» **Task statement**:
Lines with "delivery": copy each one from the listing below.

________________________________________

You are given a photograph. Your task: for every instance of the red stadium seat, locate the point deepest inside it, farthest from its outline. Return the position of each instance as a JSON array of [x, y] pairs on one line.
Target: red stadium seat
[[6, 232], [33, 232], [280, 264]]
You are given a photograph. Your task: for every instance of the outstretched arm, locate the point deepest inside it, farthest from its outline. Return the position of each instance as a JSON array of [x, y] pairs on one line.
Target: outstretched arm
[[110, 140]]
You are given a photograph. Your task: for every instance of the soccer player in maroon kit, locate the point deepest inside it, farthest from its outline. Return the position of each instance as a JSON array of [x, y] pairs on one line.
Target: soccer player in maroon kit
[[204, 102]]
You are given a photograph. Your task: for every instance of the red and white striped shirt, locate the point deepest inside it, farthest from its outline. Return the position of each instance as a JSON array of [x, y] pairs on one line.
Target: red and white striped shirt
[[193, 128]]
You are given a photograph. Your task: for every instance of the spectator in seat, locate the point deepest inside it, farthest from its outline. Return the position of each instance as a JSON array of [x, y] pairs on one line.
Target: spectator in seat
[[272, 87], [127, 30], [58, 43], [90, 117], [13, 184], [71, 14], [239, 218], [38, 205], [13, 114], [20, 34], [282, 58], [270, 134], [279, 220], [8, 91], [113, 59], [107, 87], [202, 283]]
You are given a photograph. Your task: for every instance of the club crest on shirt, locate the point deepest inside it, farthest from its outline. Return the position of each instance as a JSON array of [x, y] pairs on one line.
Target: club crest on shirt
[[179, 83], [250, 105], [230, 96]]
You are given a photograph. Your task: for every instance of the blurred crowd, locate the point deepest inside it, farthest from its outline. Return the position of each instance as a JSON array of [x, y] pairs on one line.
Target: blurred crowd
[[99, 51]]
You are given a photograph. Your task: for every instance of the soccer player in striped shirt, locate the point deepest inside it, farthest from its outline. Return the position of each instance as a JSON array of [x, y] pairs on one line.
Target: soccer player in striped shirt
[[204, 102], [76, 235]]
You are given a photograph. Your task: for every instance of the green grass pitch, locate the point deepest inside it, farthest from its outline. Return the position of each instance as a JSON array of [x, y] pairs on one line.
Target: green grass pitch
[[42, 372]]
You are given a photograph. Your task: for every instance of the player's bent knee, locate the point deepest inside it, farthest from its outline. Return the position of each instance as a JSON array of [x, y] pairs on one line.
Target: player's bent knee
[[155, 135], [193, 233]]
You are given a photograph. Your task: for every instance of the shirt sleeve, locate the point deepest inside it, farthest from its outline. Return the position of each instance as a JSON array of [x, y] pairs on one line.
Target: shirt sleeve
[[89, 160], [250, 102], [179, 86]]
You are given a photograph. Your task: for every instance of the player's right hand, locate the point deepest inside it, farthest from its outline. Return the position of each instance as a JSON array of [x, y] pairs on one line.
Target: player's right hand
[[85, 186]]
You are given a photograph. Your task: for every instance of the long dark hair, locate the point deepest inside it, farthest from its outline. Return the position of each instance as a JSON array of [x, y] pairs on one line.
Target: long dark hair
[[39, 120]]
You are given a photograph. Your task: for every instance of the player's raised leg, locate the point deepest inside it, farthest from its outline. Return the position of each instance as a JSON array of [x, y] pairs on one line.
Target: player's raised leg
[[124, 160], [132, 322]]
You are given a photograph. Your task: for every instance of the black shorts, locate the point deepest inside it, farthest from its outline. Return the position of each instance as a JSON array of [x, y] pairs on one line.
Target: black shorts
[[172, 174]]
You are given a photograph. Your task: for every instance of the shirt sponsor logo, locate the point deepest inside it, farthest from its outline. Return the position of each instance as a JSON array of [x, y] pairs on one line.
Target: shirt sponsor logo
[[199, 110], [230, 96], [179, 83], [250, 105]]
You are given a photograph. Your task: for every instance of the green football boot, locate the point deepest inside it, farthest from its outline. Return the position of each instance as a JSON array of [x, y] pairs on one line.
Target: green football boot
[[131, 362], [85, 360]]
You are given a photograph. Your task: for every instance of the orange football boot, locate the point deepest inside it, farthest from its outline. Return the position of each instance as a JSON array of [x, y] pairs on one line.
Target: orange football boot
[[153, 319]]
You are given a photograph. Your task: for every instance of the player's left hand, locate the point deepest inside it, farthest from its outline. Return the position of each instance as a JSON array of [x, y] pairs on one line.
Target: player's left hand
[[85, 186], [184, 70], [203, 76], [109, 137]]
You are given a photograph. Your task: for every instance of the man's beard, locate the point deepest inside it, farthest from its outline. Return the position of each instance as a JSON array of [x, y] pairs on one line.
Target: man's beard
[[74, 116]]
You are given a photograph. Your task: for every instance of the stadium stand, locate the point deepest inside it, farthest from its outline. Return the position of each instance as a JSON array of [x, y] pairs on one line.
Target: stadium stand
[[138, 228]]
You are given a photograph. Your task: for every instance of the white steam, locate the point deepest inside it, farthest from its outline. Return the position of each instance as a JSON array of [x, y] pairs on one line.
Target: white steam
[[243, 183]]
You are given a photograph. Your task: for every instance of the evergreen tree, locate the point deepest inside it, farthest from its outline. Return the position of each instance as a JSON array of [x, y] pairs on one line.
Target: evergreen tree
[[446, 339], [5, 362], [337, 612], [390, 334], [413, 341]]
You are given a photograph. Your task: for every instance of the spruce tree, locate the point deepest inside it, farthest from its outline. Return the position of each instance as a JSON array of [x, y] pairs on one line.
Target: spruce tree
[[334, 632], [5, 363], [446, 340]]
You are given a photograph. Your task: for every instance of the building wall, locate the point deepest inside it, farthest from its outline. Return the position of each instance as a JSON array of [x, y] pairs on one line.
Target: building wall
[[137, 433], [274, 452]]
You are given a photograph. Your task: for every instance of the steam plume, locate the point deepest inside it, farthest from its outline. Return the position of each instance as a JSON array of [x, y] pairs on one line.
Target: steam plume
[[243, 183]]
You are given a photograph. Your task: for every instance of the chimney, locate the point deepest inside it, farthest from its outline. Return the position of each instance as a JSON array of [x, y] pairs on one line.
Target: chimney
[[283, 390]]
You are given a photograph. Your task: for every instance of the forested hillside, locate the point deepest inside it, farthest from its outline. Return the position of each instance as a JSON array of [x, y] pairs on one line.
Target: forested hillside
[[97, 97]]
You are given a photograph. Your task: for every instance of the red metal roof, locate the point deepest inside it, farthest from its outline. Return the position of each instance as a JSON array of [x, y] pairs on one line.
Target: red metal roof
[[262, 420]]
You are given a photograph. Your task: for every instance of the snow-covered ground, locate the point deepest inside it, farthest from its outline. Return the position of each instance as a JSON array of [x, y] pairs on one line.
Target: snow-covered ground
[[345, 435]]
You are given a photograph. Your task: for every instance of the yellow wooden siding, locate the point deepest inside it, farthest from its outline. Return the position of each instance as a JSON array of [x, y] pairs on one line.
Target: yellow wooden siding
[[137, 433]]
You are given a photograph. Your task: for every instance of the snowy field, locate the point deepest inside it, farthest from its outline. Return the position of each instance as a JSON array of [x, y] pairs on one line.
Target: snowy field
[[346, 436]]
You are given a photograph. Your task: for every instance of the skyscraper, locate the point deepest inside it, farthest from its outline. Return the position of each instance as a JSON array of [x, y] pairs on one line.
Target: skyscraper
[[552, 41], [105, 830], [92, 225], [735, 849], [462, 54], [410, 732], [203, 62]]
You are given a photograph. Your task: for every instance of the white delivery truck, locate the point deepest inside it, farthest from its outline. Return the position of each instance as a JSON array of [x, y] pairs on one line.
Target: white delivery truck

________________________________________

» **Solution to this exercise**:
You are given a photograph. Your task: for every instance of the white delivery truck, locate the point deepest inside it, farthest from its outline. Return the position of each instance as a JSON array of [x, y] pairs on one line.
Target: white delivery truck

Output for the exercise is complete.